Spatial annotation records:
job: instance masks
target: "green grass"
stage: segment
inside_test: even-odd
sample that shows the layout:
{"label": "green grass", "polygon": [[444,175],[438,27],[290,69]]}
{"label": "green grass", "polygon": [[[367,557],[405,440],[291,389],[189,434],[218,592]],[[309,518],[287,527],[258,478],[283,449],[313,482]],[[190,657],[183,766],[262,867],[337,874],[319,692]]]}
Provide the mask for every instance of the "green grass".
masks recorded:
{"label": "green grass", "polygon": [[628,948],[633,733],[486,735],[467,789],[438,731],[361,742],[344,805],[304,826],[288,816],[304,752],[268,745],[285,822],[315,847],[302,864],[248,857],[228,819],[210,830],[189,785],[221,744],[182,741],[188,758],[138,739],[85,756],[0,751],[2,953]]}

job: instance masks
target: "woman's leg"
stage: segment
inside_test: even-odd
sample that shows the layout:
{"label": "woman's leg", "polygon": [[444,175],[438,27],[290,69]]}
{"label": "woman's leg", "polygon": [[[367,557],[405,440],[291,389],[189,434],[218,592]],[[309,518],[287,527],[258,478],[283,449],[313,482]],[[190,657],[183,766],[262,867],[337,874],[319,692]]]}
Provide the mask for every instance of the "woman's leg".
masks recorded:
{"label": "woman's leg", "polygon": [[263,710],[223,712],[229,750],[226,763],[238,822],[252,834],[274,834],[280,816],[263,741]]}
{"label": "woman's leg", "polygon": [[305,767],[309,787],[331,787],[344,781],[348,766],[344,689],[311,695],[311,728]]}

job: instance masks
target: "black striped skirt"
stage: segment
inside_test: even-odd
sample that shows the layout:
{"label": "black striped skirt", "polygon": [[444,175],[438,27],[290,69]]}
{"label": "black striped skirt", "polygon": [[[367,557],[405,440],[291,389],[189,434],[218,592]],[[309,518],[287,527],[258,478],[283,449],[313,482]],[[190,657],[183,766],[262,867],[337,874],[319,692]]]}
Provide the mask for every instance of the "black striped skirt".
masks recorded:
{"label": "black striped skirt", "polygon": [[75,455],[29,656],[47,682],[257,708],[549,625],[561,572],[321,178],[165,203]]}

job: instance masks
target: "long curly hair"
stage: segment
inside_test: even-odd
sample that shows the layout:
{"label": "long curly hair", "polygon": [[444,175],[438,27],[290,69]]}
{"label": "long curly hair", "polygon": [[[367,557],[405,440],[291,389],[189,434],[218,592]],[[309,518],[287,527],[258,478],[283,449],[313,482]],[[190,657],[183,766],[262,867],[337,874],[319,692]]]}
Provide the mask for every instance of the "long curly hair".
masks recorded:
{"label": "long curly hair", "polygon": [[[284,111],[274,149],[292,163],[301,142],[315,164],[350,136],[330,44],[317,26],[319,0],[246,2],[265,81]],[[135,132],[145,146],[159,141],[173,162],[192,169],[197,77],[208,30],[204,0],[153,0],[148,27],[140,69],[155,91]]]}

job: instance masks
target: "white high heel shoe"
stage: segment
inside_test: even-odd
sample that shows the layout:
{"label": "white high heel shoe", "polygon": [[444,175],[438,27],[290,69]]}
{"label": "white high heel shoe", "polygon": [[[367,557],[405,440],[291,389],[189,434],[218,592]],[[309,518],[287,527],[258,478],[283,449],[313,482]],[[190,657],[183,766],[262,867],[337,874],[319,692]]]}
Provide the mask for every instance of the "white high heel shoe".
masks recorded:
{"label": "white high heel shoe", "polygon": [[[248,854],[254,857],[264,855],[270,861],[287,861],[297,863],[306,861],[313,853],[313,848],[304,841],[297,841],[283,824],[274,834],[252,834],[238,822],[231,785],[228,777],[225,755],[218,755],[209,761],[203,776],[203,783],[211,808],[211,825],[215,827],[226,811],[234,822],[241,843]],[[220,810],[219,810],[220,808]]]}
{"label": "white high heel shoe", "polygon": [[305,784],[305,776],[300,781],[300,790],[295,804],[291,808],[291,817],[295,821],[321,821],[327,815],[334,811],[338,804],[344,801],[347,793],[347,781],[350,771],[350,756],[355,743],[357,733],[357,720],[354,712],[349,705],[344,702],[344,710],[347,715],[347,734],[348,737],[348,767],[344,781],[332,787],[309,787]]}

OBJECTIVE: Recopy all the lines exactly as they appear.

TASK RESULT:
job: instance masks
target: "green grass"
stage: segment
inside_test: even-odd
sample that shows the layout:
{"label": "green grass", "polygon": [[444,175],[438,27],[290,69]]}
{"label": "green grass", "polygon": [[[367,557],[405,440],[291,389],[189,434],[218,592]],[[309,518],[287,527],[258,478],[283,449],[313,482]],[[190,657],[183,766],[262,867],[337,874],[319,692]]]}
Provide the mask for every instance of the "green grass".
masks recorded:
{"label": "green grass", "polygon": [[628,948],[633,733],[486,735],[467,789],[438,731],[361,742],[344,805],[304,826],[288,816],[304,752],[268,745],[285,822],[315,847],[302,864],[248,857],[228,819],[210,830],[189,785],[221,744],[182,741],[188,758],[138,739],[85,756],[0,751],[2,953]]}

job: instance masks
target: "woman's leg"
stage: segment
inside_test: even-odd
sample that shows the layout:
{"label": "woman's leg", "polygon": [[444,175],[438,27],[290,69]]}
{"label": "woman's leg", "polygon": [[[367,557],[405,440],[291,389],[189,434],[218,592]],[[309,518],[287,527],[258,478],[283,449],[313,482]],[[190,657],[183,766],[262,867],[337,874],[319,692]]]}
Provide the mask for every instance of the "woman's leg".
masks recorded:
{"label": "woman's leg", "polygon": [[263,710],[223,712],[229,750],[226,763],[238,822],[252,834],[274,834],[280,816],[263,741]]}
{"label": "woman's leg", "polygon": [[305,767],[309,787],[331,787],[344,781],[348,766],[344,689],[311,695],[311,728]]}

job: instance masks
target: "black striped skirt"
stage: segment
inside_test: even-odd
sample that shows the layout:
{"label": "black striped skirt", "polygon": [[444,175],[438,27],[290,69]]}
{"label": "black striped skirt", "polygon": [[[367,557],[405,440],[291,389],[189,434],[218,592]],[[309,518],[287,527],[258,478],[283,449],[313,482]],[[190,657],[183,766],[262,867],[337,874],[319,692]]]}
Provide the mask for every instance of the "black striped skirt".
masks recorded:
{"label": "black striped skirt", "polygon": [[75,455],[29,656],[47,682],[257,708],[549,625],[561,572],[321,178],[165,203]]}

job: instance masks
target: "long curly hair"
stage: segment
inside_test: even-odd
sample that shows the layout:
{"label": "long curly hair", "polygon": [[444,175],[438,27],[290,69]]}
{"label": "long curly hair", "polygon": [[[367,557],[405,440],[291,389],[189,434],[218,592]],[[309,518],[287,527],[258,478],[283,449],[313,482]],[[190,657],[183,766],[262,867],[337,874],[319,692]]]}
Provide the mask for every instance of the "long curly hair".
masks recorded:
{"label": "long curly hair", "polygon": [[[284,111],[274,149],[292,163],[301,142],[315,164],[350,136],[330,44],[317,26],[319,0],[246,2],[265,81]],[[135,132],[145,146],[159,141],[173,162],[192,169],[197,77],[208,30],[204,0],[153,0],[148,27],[140,69],[155,91]]]}

job: instance masks
target: "white high heel shoe"
stage: segment
inside_test: even-odd
sample that shows the layout:
{"label": "white high heel shoe", "polygon": [[444,175],[438,27],[290,69]]}
{"label": "white high heel shoe", "polygon": [[[367,557],[405,440],[291,389],[189,434],[218,592]],[[309,518],[287,527],[258,478],[283,449],[313,482]],[[190,657],[183,766],[262,867],[337,874],[319,692]]]}
Provide the mask for every instance of the "white high heel shoe".
masks recorded:
{"label": "white high heel shoe", "polygon": [[[248,854],[254,857],[264,855],[270,861],[287,861],[297,863],[306,861],[313,853],[313,848],[304,841],[297,841],[283,824],[274,834],[252,834],[238,822],[231,785],[228,777],[225,755],[218,755],[209,761],[203,776],[203,783],[211,808],[211,825],[215,827],[226,811],[234,822],[241,843]],[[220,810],[219,810],[220,808]]]}
{"label": "white high heel shoe", "polygon": [[305,784],[305,776],[300,781],[300,790],[295,804],[291,808],[291,817],[295,821],[321,821],[327,815],[334,811],[338,804],[344,801],[347,793],[347,781],[350,771],[350,756],[355,743],[357,733],[357,720],[354,712],[349,705],[344,702],[344,710],[347,715],[347,734],[348,737],[348,767],[344,781],[332,787],[309,787]]}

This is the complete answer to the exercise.